**Document segment:**
________
New yeast strains could lead to new beers, breads, wines, and biofuels

It’s happened before: About 500 years ago, Saccharomyces cerevisiae, the yeast responsible for wine, bread, and ales, accidentally made a huge biological change. S. cerevisiae hybridized with its distant cousin, Saccharomyces eubayanus, a species that inhabits tree galls in nature, and this combination of the two—which are as evolutionarily diverse as humans and chickens—granted us the yeast that permits the cold-temperature fermentation necessary for lager beer.

Thanks to this happy, less than one-in-a-billion occurrence, we now have a booming $250 billion global lager industry—which means finding the next big strain could make big bucks, and not just in the beer market: Wine, biofuels, and other yeast products could be changed, too.

New strains under investigation

Scientists are all ready working to do this, with the aid of a new method for making interspecies yeast hybrids. They’ve already created new strains of yeast that are being investigated for use in these various industries.

“We can achieve hybrids at rates of one in a thousand cells,” said William Alexander, a University of Wisconsin-Madison postdoctoral research associate and the lead author, in a statement. “It is much more efficient than nature.”

According to a paper published in Fungal Genetics and Biology, the technique involves using plasmids—rings of DNA that have been taken from bacteria. Plasmids allow bacteria to share DNA between each other (via a process called transformation), thereby allowing them to quickly share novel traits like antibiotic resistance.
________
**Supplied data:**
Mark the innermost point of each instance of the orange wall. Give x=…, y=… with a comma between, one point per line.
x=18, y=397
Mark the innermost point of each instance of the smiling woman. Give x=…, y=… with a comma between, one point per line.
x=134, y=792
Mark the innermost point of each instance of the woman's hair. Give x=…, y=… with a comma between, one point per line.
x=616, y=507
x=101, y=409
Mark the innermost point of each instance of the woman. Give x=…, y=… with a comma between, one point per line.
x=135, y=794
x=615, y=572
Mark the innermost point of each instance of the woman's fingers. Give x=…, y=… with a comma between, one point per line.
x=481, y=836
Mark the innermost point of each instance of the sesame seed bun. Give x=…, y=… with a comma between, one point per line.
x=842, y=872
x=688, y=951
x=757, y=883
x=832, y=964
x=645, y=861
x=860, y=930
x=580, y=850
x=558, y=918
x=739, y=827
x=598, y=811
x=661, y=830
________
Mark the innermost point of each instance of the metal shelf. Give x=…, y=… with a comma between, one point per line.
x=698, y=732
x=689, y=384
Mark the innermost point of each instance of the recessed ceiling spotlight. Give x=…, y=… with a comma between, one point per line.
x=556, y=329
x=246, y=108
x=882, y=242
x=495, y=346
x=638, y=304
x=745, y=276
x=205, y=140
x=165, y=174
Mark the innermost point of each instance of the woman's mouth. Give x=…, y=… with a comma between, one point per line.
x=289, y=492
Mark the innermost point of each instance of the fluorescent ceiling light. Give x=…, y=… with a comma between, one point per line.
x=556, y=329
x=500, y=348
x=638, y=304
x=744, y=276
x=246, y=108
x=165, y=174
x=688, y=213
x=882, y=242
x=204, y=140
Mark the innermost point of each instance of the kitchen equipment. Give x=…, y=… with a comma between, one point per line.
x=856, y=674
________
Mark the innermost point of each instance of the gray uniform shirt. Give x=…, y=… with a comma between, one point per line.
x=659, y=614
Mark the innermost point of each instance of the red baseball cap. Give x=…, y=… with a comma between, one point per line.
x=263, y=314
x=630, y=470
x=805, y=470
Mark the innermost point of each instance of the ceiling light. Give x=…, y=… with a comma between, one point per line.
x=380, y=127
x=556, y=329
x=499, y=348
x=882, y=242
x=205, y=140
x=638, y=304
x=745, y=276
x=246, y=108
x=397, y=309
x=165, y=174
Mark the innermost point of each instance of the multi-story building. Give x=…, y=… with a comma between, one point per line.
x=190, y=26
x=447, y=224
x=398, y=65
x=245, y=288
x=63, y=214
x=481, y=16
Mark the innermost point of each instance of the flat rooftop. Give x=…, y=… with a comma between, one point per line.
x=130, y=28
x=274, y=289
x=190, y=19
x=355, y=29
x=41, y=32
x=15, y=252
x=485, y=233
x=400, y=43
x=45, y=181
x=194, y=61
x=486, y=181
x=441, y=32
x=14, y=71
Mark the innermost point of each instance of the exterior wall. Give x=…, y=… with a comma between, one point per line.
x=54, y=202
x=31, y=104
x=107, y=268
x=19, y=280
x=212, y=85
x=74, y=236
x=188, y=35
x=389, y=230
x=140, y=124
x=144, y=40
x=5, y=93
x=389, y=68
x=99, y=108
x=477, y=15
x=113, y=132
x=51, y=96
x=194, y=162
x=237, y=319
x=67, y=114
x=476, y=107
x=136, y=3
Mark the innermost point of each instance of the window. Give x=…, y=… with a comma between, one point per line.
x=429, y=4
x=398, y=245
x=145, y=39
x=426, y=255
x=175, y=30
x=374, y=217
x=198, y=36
________
**Exercise requirements:**
A. In the yeast hybrids article, at what rate does William Alexander say the new method can produce hybrids?
B. For each statement, say whether the yeast hybrids article agrees, and quote the words that decide it. (i) Saccharomyces eubayanus lives in tree galls in nature. (ii) The global lager industry is worth $500 billion. (iii) The paper describing the technique appeared in Nature.
C. Continue the yeast hybrids article from the point where it ends.

**Results by task:**
A. One in a thousand cells.

B.
(i) Yes: "a species that inhabits tree galls in nature"
(ii) No: "a booming $250 billion global lager industry"
(iii) No: "According to a paper published in Fungal Genetics and Biology"

C.
However, what normally would give scientists a headache is now a tool to insert genes into non-bacterial cells. In yeast, plasmids were used to insert DNA that caused the yeast to start producing a protein that allows normally incompatible yeast species to mate. Then, after the hybrids were made, the plasmids were removed—thus facilitating hybridizations while leaving the original DNA unchanged.

“The advantages of the technique are speed, efficiency, and precision,” said Chris Todd Hittinger, a UW-Madison professor of genetics and the senior author of the new study. “Within a week, you can generate a large number of hybrids of whatever two species you want, creating forms never seen before.”

Endless possibilities

Currently, there are hundreds of identified yeast species, which can be found practically anywhere in the world, meaning the combinations are practically endless. Yeast has long been man’s best friend thanks to its metabolism, which relies on fermentation—the process by which yeast converts sugars to alcohol and carbon dioxide. And it’s not only used in alcohol; yeast also is used to make cheese, yogurt, soy sauce, biofuels, enzymes, and even drugs like human insulin.

In regards to beverages, different strains of yeast mean new flavors, enhanced production, or entirely new products (like an entirely new kind of beer!)—and being able to quickly churn out new yeast species means faster growth in all these areas. Already, one of the new strains created in the study is being tested in beer by the UW-Madison Department of Food Science.

This technique may help the beer industry overcome its creative bottleneck, since many current industrial yeast strains are sterile.

“If you have a favorite ale strain, for example, you should easily be able to hybridize it with a wild strain using this method,” explained Hittinger. “There is a lot of potential out there for new flavors and combinations.”